• Task directions
Extract each line below that contains the string "bangs".

• Material provided
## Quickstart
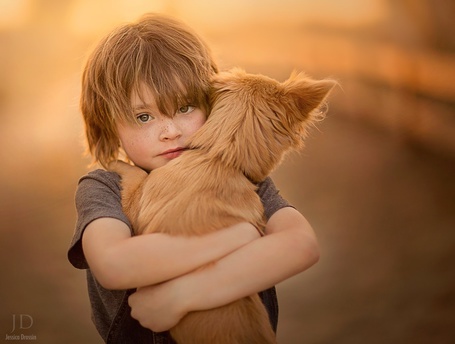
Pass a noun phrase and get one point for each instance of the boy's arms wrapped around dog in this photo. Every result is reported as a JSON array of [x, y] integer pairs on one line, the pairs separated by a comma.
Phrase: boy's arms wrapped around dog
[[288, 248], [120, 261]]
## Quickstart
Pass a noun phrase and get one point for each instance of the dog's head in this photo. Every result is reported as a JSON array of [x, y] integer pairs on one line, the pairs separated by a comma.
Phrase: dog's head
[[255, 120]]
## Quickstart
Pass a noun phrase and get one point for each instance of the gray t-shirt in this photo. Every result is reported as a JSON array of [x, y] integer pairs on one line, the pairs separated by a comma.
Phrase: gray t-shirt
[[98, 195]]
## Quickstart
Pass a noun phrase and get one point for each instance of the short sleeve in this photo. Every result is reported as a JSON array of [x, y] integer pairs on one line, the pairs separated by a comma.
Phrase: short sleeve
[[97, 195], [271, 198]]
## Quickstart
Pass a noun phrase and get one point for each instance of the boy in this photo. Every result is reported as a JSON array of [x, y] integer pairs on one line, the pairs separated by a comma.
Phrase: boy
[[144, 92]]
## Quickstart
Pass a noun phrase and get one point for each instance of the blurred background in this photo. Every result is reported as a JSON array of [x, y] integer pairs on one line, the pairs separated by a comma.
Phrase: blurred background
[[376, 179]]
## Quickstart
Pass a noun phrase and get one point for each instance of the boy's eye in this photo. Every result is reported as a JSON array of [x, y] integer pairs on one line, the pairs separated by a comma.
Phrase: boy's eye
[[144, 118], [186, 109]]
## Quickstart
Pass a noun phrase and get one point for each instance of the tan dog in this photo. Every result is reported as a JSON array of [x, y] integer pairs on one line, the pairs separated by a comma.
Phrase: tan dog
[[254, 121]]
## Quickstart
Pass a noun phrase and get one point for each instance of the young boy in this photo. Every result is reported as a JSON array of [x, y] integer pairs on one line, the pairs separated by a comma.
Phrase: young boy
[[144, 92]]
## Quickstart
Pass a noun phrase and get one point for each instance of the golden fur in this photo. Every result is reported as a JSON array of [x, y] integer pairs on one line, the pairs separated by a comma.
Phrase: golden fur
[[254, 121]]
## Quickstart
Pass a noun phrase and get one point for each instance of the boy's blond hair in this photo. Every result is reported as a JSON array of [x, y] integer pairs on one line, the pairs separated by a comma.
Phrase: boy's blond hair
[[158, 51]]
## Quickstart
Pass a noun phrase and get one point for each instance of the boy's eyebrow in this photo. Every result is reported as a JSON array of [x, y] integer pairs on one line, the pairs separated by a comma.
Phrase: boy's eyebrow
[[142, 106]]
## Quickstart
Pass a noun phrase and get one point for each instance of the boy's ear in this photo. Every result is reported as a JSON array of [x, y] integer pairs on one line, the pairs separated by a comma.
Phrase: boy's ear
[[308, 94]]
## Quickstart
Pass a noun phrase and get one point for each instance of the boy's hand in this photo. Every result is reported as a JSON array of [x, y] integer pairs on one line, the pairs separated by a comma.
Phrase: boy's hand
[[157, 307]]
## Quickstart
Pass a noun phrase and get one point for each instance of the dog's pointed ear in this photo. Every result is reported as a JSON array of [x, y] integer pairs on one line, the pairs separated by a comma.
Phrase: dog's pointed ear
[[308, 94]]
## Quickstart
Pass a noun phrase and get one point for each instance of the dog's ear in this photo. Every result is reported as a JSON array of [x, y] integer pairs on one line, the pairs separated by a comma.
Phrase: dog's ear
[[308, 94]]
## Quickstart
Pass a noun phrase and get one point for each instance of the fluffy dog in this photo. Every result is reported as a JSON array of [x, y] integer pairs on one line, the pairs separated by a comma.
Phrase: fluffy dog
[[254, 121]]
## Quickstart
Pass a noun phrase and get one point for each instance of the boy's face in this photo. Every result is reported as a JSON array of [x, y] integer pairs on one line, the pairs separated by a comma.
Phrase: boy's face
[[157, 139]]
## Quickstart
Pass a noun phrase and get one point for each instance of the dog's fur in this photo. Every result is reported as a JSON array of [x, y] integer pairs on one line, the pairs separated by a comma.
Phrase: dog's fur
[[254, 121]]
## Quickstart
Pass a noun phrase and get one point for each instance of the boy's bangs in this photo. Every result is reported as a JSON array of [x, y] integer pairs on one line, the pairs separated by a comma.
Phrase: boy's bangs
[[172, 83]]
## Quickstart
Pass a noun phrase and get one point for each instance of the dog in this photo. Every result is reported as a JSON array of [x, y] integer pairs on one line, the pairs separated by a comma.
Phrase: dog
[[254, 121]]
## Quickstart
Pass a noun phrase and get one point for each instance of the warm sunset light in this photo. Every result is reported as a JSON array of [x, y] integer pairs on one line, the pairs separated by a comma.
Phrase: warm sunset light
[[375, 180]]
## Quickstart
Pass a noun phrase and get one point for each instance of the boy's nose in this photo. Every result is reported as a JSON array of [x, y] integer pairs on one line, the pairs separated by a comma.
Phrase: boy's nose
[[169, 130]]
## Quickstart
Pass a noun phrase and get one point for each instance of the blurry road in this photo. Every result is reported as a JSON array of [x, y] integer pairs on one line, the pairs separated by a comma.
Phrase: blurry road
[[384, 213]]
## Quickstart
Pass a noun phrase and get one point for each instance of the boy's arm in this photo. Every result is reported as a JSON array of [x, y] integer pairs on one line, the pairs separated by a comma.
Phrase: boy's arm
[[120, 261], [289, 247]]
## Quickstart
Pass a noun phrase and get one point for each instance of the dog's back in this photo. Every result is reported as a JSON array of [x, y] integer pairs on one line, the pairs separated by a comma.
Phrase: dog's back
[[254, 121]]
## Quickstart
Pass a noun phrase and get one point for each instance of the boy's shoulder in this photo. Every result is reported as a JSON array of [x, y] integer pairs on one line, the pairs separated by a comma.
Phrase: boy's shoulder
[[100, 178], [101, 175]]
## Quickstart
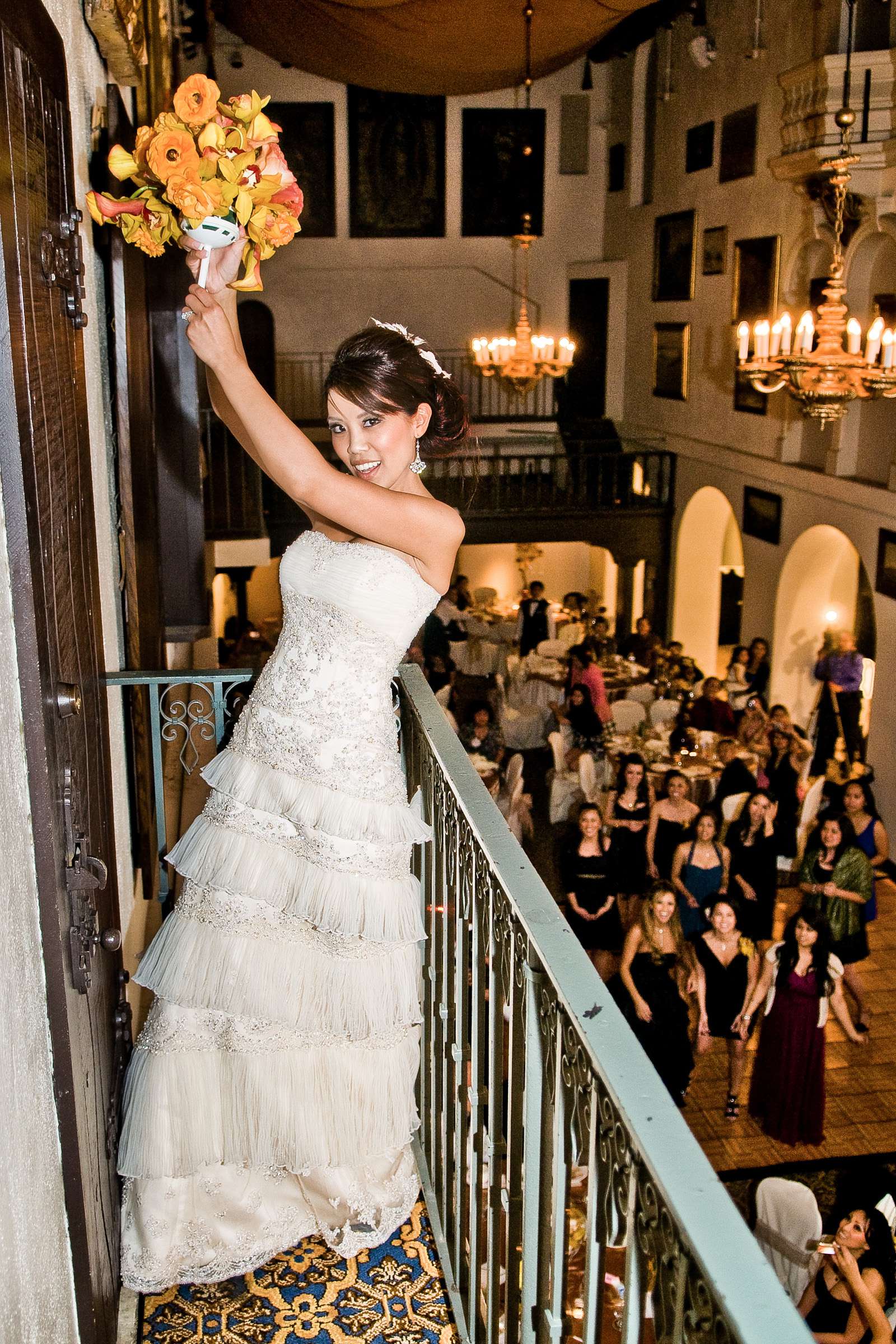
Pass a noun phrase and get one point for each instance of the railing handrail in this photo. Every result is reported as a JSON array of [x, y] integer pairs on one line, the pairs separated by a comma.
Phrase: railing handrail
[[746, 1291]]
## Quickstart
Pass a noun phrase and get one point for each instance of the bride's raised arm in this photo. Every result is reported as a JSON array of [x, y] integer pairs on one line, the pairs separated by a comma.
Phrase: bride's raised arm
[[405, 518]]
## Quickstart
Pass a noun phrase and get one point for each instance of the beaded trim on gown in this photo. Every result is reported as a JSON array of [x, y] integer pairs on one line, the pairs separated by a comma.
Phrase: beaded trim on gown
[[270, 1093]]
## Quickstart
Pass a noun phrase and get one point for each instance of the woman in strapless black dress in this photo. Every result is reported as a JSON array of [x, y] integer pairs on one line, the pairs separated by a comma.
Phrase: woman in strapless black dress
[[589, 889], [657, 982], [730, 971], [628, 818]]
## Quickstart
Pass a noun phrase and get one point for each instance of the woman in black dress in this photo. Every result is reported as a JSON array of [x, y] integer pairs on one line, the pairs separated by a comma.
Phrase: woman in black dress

* * *

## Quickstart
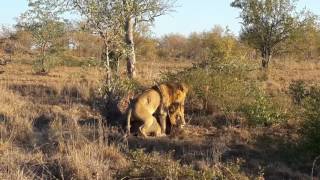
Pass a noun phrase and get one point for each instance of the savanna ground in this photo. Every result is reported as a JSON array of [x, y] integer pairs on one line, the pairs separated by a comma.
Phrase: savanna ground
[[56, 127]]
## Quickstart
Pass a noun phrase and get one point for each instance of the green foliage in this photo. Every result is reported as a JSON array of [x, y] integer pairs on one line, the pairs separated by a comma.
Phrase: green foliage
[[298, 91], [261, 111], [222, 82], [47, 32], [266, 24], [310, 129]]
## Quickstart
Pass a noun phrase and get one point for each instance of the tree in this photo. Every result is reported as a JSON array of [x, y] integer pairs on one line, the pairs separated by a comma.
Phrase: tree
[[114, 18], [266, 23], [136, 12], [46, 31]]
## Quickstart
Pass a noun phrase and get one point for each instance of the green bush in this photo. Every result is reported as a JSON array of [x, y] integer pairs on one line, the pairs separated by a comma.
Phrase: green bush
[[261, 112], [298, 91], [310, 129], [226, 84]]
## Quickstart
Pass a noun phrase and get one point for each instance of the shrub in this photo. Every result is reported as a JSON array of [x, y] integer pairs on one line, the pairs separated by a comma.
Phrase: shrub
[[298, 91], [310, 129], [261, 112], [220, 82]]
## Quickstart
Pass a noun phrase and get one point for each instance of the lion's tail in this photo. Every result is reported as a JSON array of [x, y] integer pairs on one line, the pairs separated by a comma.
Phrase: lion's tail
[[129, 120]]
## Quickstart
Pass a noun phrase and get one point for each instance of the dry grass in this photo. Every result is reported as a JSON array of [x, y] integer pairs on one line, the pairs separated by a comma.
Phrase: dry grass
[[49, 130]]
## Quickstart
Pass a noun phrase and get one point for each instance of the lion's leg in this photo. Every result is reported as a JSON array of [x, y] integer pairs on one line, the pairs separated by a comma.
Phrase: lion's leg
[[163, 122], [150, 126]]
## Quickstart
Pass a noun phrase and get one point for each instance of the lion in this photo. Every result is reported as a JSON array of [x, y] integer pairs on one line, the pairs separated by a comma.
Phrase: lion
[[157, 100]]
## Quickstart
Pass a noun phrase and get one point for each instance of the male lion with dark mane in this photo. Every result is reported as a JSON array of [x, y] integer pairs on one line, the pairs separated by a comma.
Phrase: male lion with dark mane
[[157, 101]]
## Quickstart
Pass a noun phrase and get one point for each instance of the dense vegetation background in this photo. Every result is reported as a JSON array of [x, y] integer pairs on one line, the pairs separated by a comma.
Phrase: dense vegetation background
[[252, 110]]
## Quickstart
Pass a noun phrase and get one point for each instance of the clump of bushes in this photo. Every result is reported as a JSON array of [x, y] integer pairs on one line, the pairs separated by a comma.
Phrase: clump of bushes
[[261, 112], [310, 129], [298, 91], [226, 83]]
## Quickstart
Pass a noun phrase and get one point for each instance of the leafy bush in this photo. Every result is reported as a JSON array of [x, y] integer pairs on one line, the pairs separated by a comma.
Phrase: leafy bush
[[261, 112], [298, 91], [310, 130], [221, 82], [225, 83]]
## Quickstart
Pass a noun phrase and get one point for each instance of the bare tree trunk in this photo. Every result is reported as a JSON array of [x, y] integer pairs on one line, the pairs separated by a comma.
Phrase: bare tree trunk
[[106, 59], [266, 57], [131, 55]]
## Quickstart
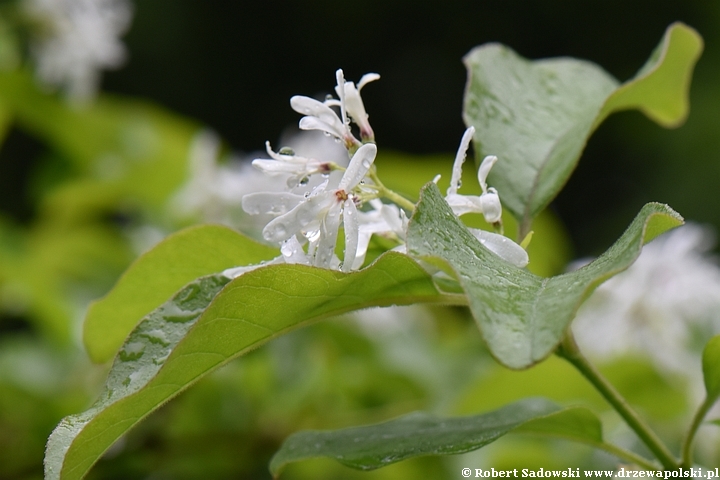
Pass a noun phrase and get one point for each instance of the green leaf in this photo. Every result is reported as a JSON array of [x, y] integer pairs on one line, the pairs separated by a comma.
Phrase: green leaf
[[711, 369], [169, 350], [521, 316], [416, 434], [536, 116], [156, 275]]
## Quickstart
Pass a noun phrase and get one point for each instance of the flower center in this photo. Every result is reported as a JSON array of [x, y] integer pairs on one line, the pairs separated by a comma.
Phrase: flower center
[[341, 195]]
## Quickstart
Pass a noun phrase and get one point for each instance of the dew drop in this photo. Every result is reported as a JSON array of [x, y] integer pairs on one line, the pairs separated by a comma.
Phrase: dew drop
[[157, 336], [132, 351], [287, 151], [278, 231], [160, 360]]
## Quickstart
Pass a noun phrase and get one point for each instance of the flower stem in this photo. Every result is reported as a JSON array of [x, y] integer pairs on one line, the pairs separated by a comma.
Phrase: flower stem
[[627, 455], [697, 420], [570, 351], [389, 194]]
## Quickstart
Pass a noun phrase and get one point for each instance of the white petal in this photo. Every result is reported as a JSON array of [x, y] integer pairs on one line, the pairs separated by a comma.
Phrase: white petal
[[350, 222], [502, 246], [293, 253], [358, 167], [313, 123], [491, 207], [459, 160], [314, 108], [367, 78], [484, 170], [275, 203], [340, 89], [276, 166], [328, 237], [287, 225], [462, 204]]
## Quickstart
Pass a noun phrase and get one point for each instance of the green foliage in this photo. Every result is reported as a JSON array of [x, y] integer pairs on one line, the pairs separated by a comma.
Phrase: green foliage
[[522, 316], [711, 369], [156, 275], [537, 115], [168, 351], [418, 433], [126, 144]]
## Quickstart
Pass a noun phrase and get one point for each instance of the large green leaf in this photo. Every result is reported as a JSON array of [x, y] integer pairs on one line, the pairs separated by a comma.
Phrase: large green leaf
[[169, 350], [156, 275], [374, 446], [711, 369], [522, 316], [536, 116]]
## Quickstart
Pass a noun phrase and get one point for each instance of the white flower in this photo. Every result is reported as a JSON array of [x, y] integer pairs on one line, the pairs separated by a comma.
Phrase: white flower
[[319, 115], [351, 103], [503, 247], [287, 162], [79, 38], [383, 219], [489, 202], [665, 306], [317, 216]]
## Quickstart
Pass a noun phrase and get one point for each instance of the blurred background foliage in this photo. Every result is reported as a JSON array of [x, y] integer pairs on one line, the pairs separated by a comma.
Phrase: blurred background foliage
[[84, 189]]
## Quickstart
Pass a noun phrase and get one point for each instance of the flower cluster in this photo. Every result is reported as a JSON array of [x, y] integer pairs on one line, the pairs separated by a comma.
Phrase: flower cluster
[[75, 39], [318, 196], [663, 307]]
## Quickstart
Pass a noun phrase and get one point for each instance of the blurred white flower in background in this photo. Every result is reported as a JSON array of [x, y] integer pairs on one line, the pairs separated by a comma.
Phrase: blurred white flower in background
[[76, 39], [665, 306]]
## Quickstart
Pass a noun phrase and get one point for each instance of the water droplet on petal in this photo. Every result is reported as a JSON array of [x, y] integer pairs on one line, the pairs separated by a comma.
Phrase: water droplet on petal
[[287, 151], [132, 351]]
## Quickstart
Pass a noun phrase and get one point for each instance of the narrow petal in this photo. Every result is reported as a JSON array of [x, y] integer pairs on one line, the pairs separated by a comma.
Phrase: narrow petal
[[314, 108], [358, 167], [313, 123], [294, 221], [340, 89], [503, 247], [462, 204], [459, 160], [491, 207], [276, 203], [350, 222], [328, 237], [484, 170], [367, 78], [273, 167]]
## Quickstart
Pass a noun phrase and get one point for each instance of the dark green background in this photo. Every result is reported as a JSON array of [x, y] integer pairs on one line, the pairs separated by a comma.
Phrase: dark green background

• Solution to the problem
Pass a noun phrase and get one point for each instance of the boy's bangs in this photo. Every result is reported as a JSON array of [x, y] integer pairs on one line, the pairs separated by a comma.
Phrase: boy's bangs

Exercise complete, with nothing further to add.